**Tasks for this exercise**
- a) List every field label in the schedule details of the press page for "The Triplets Are Coming!"
- b) Carry the press page for "The Triplets Are Coming!" on past its last sentence with a few more sentences in the same style.

**Text excerpt**
*** Block opens ***
Press Centre

The Triplets Are Coming!

  • Episode: 

    1 of 2

  • Transmission (TX): 

    Thu 19 Mar 2015
  • TX Confirmed: 

    Yes
  • Time: 

    9.00pm - 10.00pm
  • Week: 

    Week 12 2015 : Sat 14 Mar - Fri 20 Mar
  • Channel: 

    ITV
  • Status: 

    New
The information contained herein is strictly embargoed from all press, online and social media use, non-commercial publication, or syndication until Tuesday 10 March 2015.
 
“People say that you can’t believe how much emotion you have but it’s beyond that.  It’s like every fibre in your body is just so in love with them.  It’s unbelievable.”
Steph Webb, pregnant with triplets
 
The number of multiple births has almost doubled in the last 30 years.  Doctors attribute this rise, in part, to changing lifestyles and the rising use of assisted reproduction techniques, including in vitro fertilisation (IVF).
*** Block closes ***
**Available data**
*** Block opens ***
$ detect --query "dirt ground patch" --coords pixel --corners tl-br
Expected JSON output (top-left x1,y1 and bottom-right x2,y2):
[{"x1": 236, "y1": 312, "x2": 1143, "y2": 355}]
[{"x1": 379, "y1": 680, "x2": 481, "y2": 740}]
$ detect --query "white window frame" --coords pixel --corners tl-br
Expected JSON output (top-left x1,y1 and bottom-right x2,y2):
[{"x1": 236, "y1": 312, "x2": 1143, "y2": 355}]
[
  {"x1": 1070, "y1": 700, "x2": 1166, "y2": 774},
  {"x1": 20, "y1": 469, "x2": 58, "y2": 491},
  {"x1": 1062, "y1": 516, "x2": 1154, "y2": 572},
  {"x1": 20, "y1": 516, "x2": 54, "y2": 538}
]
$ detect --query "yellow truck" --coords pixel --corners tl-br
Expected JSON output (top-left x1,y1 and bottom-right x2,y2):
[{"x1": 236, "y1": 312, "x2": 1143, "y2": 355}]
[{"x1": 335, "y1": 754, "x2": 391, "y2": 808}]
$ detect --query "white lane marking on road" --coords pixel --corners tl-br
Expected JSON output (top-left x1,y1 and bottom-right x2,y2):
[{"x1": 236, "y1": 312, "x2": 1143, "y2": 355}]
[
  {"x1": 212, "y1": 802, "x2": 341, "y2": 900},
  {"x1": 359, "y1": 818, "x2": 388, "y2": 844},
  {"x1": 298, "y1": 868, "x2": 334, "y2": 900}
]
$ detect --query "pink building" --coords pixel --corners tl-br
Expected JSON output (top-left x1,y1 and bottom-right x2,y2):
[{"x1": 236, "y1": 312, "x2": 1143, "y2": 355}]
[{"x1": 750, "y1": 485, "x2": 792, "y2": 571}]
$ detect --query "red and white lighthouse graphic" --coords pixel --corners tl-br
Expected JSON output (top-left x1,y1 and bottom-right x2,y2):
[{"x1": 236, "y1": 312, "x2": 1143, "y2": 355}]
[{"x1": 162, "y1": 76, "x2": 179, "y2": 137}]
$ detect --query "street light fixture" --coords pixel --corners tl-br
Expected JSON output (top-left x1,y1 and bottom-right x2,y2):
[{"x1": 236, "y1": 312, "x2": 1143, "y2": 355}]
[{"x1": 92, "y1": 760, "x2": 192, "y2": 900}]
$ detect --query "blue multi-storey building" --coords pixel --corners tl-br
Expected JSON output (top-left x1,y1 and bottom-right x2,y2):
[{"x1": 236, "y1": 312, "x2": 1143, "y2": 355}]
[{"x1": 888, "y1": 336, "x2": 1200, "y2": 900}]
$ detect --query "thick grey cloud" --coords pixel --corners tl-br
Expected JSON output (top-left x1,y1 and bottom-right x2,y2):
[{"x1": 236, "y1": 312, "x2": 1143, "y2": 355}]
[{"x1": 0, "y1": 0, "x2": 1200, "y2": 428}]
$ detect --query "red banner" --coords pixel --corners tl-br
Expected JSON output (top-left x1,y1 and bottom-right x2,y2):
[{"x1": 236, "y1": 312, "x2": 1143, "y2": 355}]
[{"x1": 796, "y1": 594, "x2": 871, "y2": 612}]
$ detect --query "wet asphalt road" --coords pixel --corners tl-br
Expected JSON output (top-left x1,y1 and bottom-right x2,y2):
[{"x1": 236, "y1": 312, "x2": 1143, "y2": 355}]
*** Block closes ***
**Solved tasks**
- a) Episode, Transmission (TX), TX Confirmed, Time, Week, Channel, Status

- b)
With around 200 sets of triplets born every year in Britain, this brand new, two part,  intimate, sensitive and joyous documentary series, allows viewers a unique insight into the journey faced by couples expecting three babies at once.  With exclusive access to the multiple birth clinic at University College Hospital in London, the programme captures the highs and lows experienced during a multiple pregnancy and the medical challenges facing the couples. 
 
Women carrying more than one baby face a higher risk and more unpredictable pregnancy.  They are scanned every week or two for their entire term, to monitor any potential complications and doctors are poised to intervene if problems develop.  Expectant couples sometimes face agonizing decisions to protect the health of their babies.  
 
Sophisticated medical expertise means that, despite the risks, most triplets are delivered safely. The programme then follows the families, after their babies are born, as they deal with the next challenge of looking after them.  Sleep becomes a distant memory and mothers-in-law are forced to come riding to the rescue.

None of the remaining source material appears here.